Reading passage
====

# He doesn't want to Walk.



## Konotashi (Jan 11, 2010)

When I take Ozzy out in the morning/evening to potty (we're working on getting the doggy door to where he can use it - it's too high for him right now), he doesn't want to move. He just kinda sits there. 

After about 20 minutes, when we've made it about 10 feet, he prances back home, no problem. It's going 'into the unknown' that he doesn't seem to like. 

How do I get him to enjoy walking on his leash? I don't wanna drag him, given that he's got a small, fragile neck. Do I use treats and have him follow them, and reward him for walking? Help. D:


----------



## LaRen616 (Mar 4, 2010)

Konotashi said:


> When I take Ozzy out in the morning/evening to potty (we're working on getting the doggy door to where he can use it - it's too high for him right now), he doesn't want to move. He just kinda sits there.
> 
> After about 20 minutes, when we've made it about 10 feet, he prances back home, no problem. It's going 'into the unknown' that he doesn't seem to like.
> 
> How do I get him to enjoy walking on his leash? *I don't wanna drag him, given that he's got a small, fragile neck.* Do I use treats and have him follow them, and reward him for walking? Help. D:


Maybe lure him out with treats?

I have heard that small dogs should not be walked with a leash around their neck because of how fragile they are, they should be walked with harnesses. My friend walks her 2 Min Pin's with harnesses and my other friend walks her 2 Pom's with harnesses.​


----------



## Stosh (Jun 26, 2010)

Have you tried running the other direction and calling him with your happiest voice? He'd probably want to run to be near you than sit by himself.


----------



## Konotashi (Jan 11, 2010)

I got him going with a little bit of chicken.  

It's weird; when we head away from the house, he doesn't wanna move. But when we head toward the house (even on a street he hadn't been on), he trots next to me the whole time, no problem. Like he knows we're going home.


----------



## VChurch (Jun 14, 2010)

====

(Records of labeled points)
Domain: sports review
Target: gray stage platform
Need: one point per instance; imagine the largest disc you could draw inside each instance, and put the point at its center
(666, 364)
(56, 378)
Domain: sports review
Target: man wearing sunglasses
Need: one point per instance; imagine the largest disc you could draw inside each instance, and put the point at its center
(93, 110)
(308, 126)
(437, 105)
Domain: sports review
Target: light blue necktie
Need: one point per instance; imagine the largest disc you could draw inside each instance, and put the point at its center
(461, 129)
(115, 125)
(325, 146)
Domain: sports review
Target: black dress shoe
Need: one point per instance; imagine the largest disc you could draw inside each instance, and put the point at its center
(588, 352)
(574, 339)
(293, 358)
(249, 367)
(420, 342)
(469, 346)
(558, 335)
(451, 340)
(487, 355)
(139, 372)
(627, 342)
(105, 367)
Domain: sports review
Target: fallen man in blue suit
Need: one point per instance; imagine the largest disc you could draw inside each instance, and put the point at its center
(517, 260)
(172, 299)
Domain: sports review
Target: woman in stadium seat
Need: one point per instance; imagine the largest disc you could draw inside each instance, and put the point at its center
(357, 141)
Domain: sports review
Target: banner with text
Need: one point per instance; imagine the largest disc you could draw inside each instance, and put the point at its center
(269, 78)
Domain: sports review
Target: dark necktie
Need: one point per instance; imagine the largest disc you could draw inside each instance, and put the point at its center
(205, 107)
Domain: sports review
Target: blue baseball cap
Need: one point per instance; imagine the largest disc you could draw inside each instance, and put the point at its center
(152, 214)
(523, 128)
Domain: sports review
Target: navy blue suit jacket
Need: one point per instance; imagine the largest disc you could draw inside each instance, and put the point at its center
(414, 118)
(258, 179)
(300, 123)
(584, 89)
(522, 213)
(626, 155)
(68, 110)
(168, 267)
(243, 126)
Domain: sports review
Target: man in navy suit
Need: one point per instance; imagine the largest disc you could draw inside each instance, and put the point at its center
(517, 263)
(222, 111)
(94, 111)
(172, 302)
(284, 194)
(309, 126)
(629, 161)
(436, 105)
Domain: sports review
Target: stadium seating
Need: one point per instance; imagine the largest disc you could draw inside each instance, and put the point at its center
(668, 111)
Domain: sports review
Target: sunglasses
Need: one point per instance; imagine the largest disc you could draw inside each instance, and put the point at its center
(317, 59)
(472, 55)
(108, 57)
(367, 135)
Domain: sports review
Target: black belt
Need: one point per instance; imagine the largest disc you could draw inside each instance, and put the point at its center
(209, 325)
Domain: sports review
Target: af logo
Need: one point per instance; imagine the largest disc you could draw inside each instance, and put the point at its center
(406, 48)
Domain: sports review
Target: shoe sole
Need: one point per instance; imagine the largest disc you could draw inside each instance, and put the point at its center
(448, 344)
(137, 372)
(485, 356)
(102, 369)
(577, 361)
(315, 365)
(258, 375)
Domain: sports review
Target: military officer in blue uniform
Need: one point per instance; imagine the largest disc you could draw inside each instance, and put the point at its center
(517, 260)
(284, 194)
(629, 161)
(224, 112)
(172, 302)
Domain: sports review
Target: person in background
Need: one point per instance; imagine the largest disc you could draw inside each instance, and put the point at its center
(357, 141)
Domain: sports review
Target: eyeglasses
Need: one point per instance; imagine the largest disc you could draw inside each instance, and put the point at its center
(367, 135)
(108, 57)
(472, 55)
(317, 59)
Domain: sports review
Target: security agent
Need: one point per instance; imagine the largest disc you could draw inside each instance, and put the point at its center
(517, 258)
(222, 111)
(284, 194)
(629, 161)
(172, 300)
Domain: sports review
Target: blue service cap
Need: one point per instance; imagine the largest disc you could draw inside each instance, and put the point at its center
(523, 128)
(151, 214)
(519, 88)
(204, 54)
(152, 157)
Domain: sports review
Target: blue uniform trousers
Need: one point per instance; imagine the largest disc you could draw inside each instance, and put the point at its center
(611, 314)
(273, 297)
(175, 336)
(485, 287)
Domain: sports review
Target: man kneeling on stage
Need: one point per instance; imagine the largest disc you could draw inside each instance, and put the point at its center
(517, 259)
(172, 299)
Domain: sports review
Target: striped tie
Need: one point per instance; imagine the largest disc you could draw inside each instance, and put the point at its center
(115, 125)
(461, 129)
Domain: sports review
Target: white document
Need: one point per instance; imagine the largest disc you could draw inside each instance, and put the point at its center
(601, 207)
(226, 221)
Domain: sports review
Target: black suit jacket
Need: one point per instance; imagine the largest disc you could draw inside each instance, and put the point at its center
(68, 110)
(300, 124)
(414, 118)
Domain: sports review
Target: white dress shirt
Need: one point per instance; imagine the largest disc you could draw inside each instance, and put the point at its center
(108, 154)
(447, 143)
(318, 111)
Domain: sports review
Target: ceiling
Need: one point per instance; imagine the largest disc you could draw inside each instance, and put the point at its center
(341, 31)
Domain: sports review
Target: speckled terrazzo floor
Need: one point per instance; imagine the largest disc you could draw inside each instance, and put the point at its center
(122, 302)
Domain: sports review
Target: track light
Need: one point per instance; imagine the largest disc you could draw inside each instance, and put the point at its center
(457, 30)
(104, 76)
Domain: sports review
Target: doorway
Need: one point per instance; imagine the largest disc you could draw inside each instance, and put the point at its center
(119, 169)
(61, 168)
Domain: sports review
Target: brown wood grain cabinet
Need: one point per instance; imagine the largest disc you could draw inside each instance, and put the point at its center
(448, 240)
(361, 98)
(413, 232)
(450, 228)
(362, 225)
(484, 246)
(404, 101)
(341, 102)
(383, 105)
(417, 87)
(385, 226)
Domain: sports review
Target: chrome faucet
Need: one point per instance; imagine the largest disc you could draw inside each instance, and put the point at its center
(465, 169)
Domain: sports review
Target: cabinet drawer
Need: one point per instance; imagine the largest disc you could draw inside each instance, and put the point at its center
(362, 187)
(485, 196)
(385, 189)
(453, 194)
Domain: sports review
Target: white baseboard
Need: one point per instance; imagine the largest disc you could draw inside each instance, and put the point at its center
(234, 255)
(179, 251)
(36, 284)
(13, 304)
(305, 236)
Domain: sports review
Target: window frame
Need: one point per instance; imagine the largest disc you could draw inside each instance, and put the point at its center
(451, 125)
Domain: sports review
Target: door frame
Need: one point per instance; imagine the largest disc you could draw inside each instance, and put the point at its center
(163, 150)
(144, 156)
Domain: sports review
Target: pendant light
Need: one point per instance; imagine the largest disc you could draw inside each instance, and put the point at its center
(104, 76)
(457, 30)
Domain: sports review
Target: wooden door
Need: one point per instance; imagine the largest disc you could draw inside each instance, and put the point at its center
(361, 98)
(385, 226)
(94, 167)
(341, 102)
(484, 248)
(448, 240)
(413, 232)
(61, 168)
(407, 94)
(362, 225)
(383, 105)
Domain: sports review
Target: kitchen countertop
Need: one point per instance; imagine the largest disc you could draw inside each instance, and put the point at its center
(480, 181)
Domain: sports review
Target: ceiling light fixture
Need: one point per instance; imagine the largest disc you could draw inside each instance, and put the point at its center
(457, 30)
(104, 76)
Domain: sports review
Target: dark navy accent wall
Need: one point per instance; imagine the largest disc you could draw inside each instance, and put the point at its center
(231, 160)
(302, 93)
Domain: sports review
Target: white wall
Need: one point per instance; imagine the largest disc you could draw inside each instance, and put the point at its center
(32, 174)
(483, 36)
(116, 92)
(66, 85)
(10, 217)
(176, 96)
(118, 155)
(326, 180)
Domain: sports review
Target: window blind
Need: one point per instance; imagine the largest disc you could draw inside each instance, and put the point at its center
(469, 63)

====

Tasks to complete
1. Answer these questions about the dog-walking thread:
(a) About how far had they gotten after roughly 20 minutes?
(b) What do LaRen616's two friends walk their small dogs with?
(c) What did Konotashi use to get Ozzy moving?
2. Write out the part of the dog-walking thread that opens with the words containing "It's weird; when" and closes with "we're going home.".
3. Extend the dog-walking thread, picking up from the point where it stops.

Answers
1.
(a) About 10 feet.
(b) Harnesses.
(c) A little bit of chicken.

2.
It's weird; when we head away from the house, he doesn't wanna move. But when we head toward the house (even on a street he hadn't been on), he trots next to me the whole time, no problem. Like he knows we're going home.

3.
Minna was doing the same thing! Even when we'd be out somewhere and were just heading back to the car. She's gotten better with more work though -- I've gotten to where I try to trick her when we're heading home, I'll turn down a different street instead of our own. I was a little nervous yesterday when I took her for a hike through a preserve, she was off-leash and when we turned around to head back to the car I thought she was just going to run the entire way. Which she did mostly trot in front of us, but she was very responsive when I called her name and told her to wait.


----------



## Konotashi (Jan 11, 2010)

He's walking (almost) like a champ now.  Whenever he stops or slows down it's because he's distracted with something. In which case, I give all the lead and keep walking to make it seem like I'm leaving him and he eagerly follows me. 

He got to meet some kids today, and they pet him. He was a little shy at first, but warmed up really fast. A good first-time experience with them.  I learned that he doesn't like skateboards, though. 

Another thing I'm having issues with, now that I have him walking; he keeps darting in front of me! How can I keep him on ONE side of me? I'm so afraid I'm going to step on him. He goes back and forth like, every third step. I hold out the leash to keep him on one side - is that alright?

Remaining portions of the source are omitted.